Excerpt to read:
════════

Tuesday, January 27, 2015

Does the Internet Make Dumb People Dumber?

Kevin Drum comments on an interesting question on Mother Jones.

Unsurprisingly, (Bill) Gates agrees that the internet can make smart people smarter. By analogy, the printing press also made smart people smarter because it gave them cheap, easy access to far more information. Since they were capable of processing the information, they were effectively smarter than they used to be.

It's equally unsurprising that he disagrees about the internet making dumb people dumber. It's a pretty anti-tech opinion, after all, and that's not the business Bill Gates is in. But I think his answer actually belies his disagreement, since he immediately acknowledges an example of precisely this phenomenon: the anti-vax movement, something that happens to be close to his heart. Unfortunately, to call this merely a "communications challenge" discounts the problem. Sure, it's a communications challenge, but that's the whole point. The internet is all about communication, and it does two things in this case. First, it empower the anti-vax nutballs, giving them a far more powerful medium for spreading their nonsense. On the flip side, it makes a lot more people vulnerable to bad information. If you lack the context to evaluate arguments about vaccination, the internet is much more likely to make you dumber about vaccinating your kids than any previous medium in history.

════════

Data to examine:
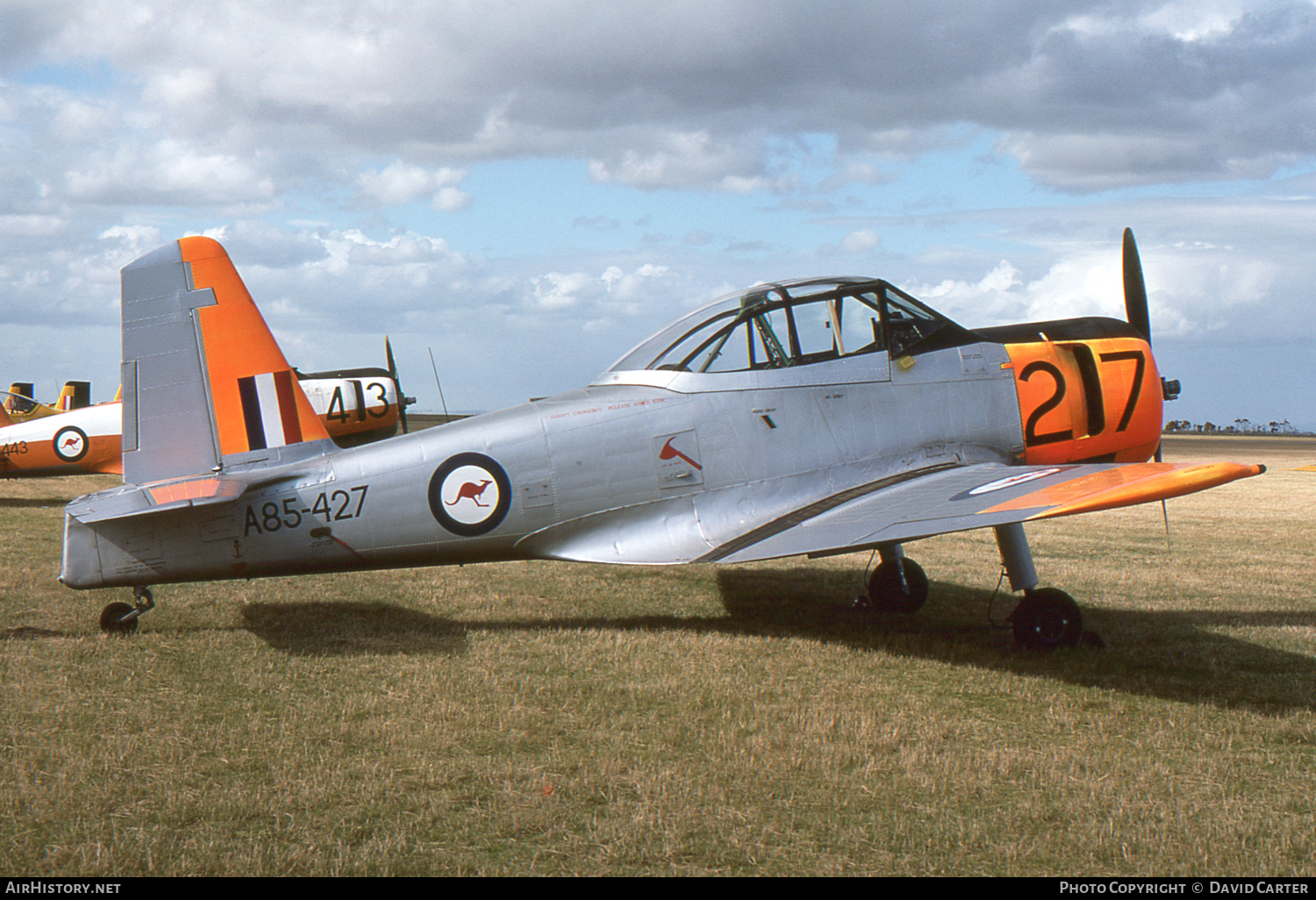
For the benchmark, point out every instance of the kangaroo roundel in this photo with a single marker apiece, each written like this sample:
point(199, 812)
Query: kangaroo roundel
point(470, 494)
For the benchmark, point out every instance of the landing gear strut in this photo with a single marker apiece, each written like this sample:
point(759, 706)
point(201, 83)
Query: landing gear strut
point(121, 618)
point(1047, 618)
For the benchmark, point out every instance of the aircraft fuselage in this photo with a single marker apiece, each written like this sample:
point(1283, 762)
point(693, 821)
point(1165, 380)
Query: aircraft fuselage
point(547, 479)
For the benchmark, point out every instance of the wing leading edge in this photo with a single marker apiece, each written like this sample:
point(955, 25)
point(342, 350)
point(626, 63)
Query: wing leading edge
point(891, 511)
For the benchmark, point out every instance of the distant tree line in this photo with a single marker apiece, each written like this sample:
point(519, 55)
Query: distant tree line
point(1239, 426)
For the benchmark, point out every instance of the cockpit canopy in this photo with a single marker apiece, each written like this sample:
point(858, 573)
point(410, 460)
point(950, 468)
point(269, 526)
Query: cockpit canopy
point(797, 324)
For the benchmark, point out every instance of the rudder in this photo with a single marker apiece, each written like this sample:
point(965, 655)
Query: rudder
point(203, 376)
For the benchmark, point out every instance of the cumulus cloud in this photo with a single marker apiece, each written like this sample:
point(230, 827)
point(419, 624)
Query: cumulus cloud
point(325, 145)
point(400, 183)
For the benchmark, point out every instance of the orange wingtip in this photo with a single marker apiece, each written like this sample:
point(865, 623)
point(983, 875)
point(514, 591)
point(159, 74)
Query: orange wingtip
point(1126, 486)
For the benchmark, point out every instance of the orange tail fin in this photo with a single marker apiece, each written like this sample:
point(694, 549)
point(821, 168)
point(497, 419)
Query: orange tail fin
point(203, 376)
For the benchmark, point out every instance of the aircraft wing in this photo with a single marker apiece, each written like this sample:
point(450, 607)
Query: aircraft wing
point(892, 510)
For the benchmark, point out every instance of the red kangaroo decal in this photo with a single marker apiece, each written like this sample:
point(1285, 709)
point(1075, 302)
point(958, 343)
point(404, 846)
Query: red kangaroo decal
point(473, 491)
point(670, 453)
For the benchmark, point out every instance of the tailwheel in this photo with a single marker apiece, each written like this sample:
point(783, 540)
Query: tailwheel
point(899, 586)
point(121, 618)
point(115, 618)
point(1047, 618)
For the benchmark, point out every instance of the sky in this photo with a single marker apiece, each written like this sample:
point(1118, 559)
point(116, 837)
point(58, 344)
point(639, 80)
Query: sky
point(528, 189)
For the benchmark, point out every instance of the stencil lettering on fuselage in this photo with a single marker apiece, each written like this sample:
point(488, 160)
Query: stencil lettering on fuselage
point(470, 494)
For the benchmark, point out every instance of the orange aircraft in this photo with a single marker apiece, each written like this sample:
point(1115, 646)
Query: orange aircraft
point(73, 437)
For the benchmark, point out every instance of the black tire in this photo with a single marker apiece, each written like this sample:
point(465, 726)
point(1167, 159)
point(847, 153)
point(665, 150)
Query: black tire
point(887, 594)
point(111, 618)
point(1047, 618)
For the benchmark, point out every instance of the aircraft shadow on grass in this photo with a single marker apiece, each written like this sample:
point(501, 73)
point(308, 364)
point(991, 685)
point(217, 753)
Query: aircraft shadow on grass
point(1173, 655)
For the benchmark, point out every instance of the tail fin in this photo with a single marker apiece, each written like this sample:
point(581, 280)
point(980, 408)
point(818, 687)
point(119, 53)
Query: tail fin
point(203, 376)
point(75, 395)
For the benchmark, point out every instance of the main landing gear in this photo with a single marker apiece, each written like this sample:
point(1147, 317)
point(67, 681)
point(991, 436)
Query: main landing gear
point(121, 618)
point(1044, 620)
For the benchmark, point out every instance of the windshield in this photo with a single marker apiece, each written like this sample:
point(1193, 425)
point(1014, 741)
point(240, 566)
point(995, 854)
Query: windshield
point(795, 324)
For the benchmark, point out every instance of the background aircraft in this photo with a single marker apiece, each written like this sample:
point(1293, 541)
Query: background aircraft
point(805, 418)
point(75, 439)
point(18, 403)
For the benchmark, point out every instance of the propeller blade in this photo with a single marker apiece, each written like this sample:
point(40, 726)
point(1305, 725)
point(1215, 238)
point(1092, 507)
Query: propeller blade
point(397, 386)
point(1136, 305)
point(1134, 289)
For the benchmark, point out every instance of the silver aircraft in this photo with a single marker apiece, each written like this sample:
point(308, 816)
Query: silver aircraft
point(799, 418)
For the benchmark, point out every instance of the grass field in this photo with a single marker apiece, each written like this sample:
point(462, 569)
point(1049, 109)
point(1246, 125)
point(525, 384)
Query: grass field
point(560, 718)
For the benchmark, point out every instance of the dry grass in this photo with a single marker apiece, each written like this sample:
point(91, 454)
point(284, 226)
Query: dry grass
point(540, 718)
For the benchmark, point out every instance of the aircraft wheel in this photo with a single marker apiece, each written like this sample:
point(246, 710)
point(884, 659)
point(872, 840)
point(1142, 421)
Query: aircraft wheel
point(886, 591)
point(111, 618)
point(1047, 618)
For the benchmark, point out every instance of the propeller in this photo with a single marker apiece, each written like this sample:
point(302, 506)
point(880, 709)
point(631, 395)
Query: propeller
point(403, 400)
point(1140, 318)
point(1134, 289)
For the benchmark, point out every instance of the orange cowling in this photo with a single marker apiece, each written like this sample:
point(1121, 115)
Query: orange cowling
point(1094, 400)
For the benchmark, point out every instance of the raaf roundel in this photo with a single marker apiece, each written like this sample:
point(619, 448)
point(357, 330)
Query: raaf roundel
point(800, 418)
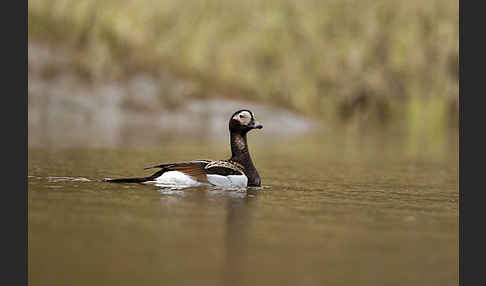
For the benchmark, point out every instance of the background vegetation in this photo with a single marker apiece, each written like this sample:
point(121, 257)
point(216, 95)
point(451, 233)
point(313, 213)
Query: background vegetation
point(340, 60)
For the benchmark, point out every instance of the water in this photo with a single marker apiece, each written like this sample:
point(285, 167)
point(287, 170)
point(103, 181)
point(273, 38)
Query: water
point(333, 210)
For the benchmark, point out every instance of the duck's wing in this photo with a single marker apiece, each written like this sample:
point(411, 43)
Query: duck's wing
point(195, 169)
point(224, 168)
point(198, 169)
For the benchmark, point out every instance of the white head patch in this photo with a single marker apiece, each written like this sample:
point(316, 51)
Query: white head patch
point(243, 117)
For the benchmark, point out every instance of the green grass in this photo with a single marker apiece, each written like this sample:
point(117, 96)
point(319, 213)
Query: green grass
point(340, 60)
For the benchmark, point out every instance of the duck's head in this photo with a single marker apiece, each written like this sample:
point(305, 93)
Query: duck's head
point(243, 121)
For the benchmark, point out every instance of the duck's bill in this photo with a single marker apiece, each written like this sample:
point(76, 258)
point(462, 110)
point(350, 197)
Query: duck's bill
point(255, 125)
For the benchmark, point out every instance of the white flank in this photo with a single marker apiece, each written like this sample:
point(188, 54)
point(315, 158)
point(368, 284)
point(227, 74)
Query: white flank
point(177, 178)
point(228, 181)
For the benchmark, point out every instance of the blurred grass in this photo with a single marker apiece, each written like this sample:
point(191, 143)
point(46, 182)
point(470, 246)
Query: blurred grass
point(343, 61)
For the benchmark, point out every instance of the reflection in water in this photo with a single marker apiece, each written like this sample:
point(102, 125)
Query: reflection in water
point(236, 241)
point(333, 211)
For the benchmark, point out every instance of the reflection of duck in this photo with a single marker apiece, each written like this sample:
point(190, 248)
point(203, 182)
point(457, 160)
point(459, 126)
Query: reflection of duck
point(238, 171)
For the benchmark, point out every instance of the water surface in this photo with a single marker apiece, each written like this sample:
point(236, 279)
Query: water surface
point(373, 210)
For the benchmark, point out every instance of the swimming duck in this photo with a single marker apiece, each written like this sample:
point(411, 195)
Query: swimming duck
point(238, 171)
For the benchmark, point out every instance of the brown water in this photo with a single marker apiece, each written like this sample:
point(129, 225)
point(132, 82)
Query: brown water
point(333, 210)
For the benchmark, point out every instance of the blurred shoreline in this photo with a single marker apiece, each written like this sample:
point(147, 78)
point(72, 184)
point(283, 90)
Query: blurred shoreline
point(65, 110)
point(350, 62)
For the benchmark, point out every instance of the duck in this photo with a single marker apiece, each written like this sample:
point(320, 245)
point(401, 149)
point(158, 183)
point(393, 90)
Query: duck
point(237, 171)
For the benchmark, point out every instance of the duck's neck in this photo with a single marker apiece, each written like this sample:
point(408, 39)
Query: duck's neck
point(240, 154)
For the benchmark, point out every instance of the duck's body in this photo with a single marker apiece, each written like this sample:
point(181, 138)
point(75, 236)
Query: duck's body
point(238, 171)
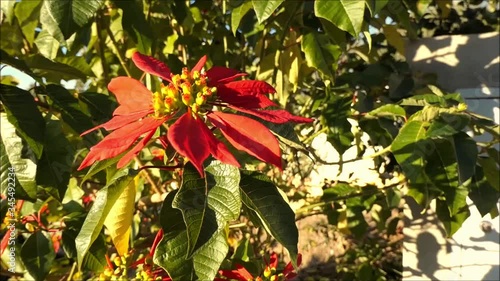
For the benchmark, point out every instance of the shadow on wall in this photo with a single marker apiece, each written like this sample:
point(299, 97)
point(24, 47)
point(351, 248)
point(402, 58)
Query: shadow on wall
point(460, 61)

════════

Tasks to perform:
#1 In the blog post about whether the internet makes dumb people dumber, what example of that phenomenon does Gates acknowledge?
#2 Continue the blog post about whether the internet makes dumb people dumber from the point where it stops.

Written answers:
#1 The anti-vax movement.

#2
I'm not trying to make a broad claim that the internet is making us generally stupider or anything like that. But it's a far more powerful medium for spreading conspiracy theories and other assorted crap than anything we've had before. If you lack the background and context to evaluate information about a particular subject, you're highly likely to be misinformed if you do a simple Google search and just start reading whatever comes up first. And that describes an awful lot of people.